WORKING DATA
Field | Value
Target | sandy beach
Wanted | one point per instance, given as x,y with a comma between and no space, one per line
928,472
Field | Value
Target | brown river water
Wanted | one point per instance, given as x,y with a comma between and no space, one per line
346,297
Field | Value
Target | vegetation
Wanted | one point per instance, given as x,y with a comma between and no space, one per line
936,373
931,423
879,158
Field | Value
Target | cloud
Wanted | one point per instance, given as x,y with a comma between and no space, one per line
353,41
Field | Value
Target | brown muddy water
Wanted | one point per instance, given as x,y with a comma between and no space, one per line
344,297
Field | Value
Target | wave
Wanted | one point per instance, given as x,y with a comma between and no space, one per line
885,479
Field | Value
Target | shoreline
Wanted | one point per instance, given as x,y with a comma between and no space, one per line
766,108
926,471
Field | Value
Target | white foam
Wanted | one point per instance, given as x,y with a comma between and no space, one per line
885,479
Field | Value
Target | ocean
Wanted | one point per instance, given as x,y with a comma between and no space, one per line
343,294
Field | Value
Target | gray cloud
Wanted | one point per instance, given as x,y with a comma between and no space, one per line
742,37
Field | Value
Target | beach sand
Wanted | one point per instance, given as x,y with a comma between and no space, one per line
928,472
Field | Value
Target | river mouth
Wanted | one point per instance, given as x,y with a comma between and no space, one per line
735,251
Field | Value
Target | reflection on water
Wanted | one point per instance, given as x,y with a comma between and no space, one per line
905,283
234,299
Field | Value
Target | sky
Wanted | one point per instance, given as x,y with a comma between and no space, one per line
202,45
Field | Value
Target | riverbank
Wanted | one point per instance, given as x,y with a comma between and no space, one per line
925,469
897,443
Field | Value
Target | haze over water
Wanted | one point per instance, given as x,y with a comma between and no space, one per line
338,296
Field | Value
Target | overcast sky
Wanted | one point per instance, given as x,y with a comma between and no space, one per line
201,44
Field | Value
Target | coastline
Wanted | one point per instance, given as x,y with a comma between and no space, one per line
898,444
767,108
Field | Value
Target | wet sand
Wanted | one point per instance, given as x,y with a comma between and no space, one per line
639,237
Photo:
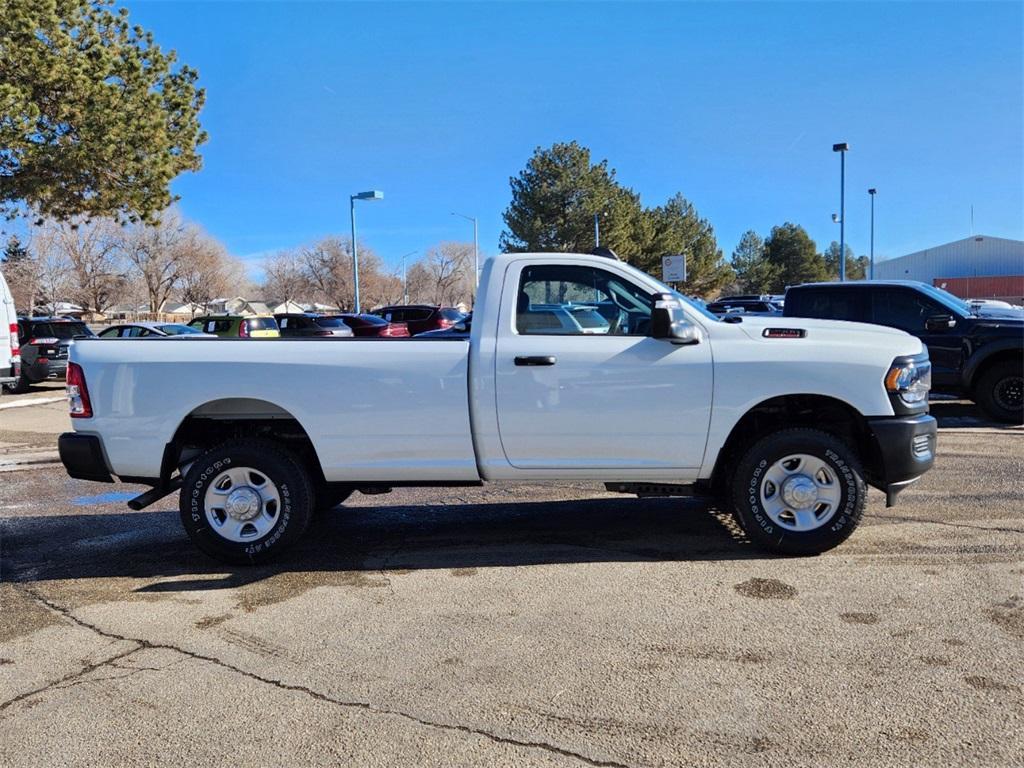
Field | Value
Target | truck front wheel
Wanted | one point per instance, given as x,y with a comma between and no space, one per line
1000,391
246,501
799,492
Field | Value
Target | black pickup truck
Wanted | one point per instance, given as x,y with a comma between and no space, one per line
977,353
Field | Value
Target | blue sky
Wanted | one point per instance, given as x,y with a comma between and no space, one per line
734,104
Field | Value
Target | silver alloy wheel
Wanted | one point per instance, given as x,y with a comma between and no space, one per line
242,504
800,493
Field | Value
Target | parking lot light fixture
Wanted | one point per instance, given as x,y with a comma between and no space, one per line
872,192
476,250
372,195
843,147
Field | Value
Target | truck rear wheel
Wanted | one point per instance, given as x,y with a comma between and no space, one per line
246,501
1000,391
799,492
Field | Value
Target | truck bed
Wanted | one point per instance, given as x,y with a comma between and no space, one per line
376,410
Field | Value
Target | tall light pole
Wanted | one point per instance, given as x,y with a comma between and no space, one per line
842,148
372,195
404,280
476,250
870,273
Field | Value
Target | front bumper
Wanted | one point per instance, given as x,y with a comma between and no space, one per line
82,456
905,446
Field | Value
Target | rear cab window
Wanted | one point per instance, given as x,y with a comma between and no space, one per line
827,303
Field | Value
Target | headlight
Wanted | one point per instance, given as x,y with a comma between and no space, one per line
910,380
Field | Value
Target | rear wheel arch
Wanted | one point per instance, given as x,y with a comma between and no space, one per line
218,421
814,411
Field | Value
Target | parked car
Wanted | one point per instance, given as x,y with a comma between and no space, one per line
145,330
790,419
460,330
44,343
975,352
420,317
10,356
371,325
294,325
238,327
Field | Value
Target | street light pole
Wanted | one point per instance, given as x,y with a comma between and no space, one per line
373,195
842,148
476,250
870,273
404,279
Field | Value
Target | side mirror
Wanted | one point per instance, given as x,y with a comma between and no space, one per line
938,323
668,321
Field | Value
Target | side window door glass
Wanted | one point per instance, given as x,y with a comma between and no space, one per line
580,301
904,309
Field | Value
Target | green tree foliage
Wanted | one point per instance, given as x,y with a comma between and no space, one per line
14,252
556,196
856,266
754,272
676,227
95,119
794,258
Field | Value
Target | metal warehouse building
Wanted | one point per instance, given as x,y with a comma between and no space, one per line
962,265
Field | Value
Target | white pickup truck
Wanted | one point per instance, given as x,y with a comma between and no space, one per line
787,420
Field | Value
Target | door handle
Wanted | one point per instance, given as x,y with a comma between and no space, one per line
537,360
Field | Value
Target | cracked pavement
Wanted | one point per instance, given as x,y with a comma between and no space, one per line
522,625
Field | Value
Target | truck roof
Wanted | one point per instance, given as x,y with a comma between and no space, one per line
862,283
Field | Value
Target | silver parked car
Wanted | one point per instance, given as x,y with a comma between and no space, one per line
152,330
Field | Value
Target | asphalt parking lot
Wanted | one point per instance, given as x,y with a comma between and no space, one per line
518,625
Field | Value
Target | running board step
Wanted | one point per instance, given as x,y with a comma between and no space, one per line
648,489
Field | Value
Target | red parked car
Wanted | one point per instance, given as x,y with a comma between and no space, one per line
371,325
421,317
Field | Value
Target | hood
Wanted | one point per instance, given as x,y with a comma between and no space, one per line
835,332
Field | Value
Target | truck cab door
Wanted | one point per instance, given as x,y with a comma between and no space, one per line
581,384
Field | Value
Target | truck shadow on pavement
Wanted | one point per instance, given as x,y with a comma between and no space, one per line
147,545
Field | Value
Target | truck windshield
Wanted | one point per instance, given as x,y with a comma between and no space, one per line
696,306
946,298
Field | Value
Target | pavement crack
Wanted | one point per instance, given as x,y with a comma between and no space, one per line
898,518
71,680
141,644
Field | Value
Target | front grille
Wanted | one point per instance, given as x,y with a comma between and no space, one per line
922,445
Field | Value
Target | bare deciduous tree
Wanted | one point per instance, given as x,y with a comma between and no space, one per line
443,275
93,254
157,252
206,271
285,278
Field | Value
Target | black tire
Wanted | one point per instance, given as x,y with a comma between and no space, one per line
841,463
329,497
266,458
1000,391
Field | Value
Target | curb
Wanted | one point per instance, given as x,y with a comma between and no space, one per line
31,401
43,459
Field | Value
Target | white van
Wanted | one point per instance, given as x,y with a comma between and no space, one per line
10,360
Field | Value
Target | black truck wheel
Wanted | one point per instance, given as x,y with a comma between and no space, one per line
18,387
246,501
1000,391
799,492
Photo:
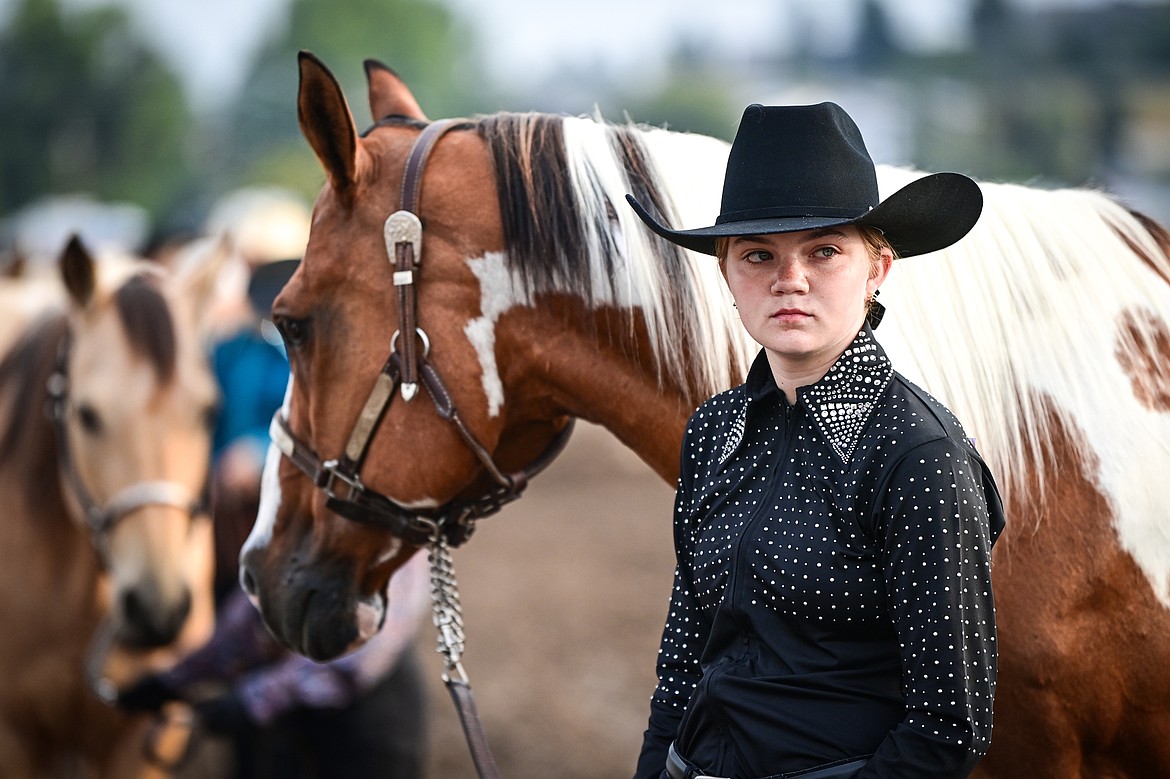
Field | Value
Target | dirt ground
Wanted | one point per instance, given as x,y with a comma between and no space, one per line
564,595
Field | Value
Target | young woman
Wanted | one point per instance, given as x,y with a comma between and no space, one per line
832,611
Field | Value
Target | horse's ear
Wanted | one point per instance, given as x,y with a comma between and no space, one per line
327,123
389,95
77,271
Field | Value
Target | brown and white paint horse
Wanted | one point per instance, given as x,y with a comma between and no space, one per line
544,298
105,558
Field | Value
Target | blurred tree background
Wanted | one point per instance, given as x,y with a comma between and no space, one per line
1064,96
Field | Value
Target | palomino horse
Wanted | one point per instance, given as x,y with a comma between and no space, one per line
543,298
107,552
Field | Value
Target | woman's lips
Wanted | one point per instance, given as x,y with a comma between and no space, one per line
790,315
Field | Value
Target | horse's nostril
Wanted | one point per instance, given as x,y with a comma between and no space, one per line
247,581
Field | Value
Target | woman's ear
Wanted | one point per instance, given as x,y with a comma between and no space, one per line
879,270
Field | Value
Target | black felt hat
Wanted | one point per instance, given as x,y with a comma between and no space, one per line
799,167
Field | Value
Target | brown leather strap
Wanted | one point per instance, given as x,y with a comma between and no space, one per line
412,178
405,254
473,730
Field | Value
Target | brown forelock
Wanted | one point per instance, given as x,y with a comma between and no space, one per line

WHAT IS REQUIRED
Only lines holding the word "water" are wanted; list them all from the material.

SOLVED PROBLEM
Target | brown river water
Target | brown muddy water
Target | reflection on water
Target | haze over water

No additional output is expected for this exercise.